- [WORK INSTRUCTION 1]
Answer these questions from the essay on leaving Singapore:
(a) Who is credited with the photography?
(b) Over what period has the writer's nomadic mindset led to living in dozens of cities?
(c) During which phase did the writer decide to leave Singapore?
- [WORK INSTRUCTION 2] Write the next part of the essay on saying goodbye to Singapore, starting after its final sentence about the last bike ride through Sungei Kadut.

- [TEXT SHOWN]
···

Saying Goodbye to Singapore on a Sungei Kadut Bike Ride
Photography by Feline Lim.

In my younger and more vulnerable years, I thought I had it all figured out. 

I’d imagined a life for myself where I had the freedom to come and go as I pleased. And my wish came true. Over the past decade, this nomadic mindset has led me to live in dozens of cities around the world, and taken my wife and I on many adventures.

Which is why the decision to leave Singapore during the “Stabilisation Phase” should have been an easy one. I had seen all there is to see here on the Little Red Dot. Been to all the places, and interviewed people I wouldn’t have otherwise gotten the chance to meet. 

What did I learn from my Singapore experience? What did it mean in the end? What grand,  sweeping, plagiaristic statement could I make about my time here?

With my departure imminent, I went on one last bike ride through Sungei Kadut to find out.

···

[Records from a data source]
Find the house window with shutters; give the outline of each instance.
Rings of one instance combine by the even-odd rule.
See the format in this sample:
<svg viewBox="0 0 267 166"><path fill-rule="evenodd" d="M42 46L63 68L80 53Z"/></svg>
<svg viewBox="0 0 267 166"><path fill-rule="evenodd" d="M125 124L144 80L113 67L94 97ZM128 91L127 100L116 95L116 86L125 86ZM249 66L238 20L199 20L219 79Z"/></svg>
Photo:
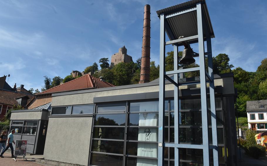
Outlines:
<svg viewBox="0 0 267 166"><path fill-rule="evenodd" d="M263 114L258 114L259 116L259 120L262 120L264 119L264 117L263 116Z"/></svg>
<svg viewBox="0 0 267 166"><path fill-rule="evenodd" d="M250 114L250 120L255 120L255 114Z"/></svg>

···

- [TASK RESULT 1]
(a) Feline Lim
(b) The past decade
(c) The "Stabilisation Phase"

- [TASK RESULT 2]
1. The ulu-ness of Sungei Kadut 

Sungei Kadut is the last place left on main island Singapore that I’d never set foot on. 

Since joining RICE and moving to Singapore in March 2020, two weeks before the circuit breaker, I’ve covered everything from work culture to fungal culture. In my boredom, I stayed overnight at Kranji and walked 12 KM to Tuas. Unwittingly, I’ve written a novel about this city, and am finally on the cusp of running out of things to say. By cycling to the furthest point in Sungei Kadut, with Malaysia just across the water, I may have finally reached my limit. 

Feline is my photographer for the trip. Being on different teams, we had never worked together before, but I’d long admired her methodical approach to her work. In any case, this girl is not so simple. I can never tell what she’s thinking at any given moment. She mulls things over for a full five seconds longer than the average person before she speaks. 

“Methodical,” she says, as if measuring that word.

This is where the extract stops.